[GIVEN PROBLEM]:
In the data that follows, find the line containing "Batch job #47 — class: girl's eye."; then quote that line and every line after it, exactly, through the last one.

[RECORDS SUPPLIED]:
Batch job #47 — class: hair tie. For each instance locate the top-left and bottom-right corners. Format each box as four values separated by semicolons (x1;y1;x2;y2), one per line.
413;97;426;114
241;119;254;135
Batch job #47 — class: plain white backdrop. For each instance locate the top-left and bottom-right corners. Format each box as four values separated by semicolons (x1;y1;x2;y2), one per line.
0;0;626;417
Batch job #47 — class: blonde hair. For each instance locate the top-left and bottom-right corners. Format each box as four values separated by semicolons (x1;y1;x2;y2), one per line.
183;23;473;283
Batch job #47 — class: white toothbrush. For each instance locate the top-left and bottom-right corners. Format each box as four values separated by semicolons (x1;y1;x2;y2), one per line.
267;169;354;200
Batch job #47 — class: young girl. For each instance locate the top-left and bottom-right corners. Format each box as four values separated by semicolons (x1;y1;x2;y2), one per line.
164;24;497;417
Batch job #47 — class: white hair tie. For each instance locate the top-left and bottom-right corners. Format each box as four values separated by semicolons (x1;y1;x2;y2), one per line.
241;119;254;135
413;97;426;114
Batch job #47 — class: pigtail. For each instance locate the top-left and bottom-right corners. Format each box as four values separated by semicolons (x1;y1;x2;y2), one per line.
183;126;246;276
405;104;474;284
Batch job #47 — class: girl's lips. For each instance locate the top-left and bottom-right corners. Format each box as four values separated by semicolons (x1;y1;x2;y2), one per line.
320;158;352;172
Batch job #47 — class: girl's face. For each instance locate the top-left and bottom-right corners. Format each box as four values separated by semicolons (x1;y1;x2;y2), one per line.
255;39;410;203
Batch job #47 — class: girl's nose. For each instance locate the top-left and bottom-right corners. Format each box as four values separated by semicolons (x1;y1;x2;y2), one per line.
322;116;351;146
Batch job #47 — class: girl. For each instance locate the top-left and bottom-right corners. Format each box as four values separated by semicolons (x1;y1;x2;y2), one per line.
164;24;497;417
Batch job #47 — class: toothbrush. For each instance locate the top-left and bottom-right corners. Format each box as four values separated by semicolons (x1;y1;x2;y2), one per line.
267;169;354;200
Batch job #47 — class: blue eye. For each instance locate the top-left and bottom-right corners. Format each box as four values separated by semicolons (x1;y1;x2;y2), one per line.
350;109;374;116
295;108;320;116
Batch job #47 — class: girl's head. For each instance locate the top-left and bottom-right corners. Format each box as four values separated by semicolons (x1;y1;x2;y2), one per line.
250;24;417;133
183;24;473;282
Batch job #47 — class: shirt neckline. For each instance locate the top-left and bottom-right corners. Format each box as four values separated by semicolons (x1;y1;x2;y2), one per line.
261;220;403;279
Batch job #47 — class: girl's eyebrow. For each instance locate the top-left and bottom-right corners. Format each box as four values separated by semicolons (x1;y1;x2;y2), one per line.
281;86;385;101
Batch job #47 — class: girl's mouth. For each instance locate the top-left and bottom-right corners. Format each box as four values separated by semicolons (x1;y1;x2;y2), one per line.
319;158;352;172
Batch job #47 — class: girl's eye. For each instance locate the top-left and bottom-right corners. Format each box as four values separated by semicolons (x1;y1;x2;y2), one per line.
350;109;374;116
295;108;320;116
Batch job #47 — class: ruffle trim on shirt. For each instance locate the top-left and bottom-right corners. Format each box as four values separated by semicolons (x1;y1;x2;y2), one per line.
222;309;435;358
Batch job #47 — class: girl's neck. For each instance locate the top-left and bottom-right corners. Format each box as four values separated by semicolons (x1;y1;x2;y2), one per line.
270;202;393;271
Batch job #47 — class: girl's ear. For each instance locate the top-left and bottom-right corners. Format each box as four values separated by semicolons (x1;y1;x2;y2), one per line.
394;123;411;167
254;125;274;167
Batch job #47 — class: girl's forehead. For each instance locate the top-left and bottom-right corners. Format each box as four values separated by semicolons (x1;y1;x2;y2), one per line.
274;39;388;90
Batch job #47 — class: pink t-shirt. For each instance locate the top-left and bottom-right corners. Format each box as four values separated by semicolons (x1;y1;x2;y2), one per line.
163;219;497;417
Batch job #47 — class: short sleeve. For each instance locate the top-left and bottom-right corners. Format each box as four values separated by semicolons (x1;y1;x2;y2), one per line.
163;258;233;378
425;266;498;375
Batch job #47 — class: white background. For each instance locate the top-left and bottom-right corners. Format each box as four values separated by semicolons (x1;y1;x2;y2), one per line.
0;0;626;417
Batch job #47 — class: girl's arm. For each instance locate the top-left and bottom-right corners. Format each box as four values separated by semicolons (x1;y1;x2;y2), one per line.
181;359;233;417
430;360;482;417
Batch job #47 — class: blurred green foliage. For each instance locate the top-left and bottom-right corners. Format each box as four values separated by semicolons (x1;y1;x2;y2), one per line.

[FULL RESPONSE]:
Batch job #47 — class: girl's eye. For each instance locate the top-left and bottom-right corners. Format each box as four values separated by semicolons (x1;y1;x2;y2), one per line.
350;109;374;116
295;108;320;116
Batch job #47 — class: ruffle trim on shirt. For each instance locate the top-left and bottom-right corners. Format each box as four values separated by semicolons (x1;y1;x2;y2), one per line.
222;309;435;358
Batch job #47 — class: girl's neck. For each instance locate the top-left and bottom-right corners. Format each box as four values separated by semicolons (x1;y1;x2;y2), one per line.
270;202;393;271
Batch job #47 — class: girl's ear. For each instance locate the top-left and bottom-right corners. Format each box as four values separated by semicolons (x1;y1;x2;y2), one per line.
394;123;411;167
254;125;274;167
Batch job #47 — class: girl's forehead. For each instance locate the top-left and bottom-right corners. Format each box as four values separated by semicolons (x1;y1;x2;y2), one per line.
274;39;388;90
Batch job #47 — class: pink t-shirt. For each instance locate the top-left and bottom-right corners. Format each box as four values separated by semicolons (x1;y1;x2;y2), one per line.
163;219;497;417
Batch job #47 — class: short sleeve. For each instance locate the top-left and bottom-right corners. Format each box as four values separated by semicolons (x1;y1;x2;y2), one per line.
163;258;233;378
425;266;498;375
Batch job #47 — class: white background. For each instance locate the top-left and bottom-right corners. Format each box as four values separated by semicolons (x1;y1;x2;y2), one per line.
0;0;626;417
Batch job #47 — class: girl's arm. For each instance locate the top-left and bottom-right corners. Format each box as four values separated by semicolons (x1;y1;x2;y2), one per line.
181;359;233;417
430;360;482;417
Batch job #47 — class: blurred green foliage. For each instance locate the top-left and bottom-right corners. Format each box as four values separated by semicolons (x1;y1;x2;y2), one per line.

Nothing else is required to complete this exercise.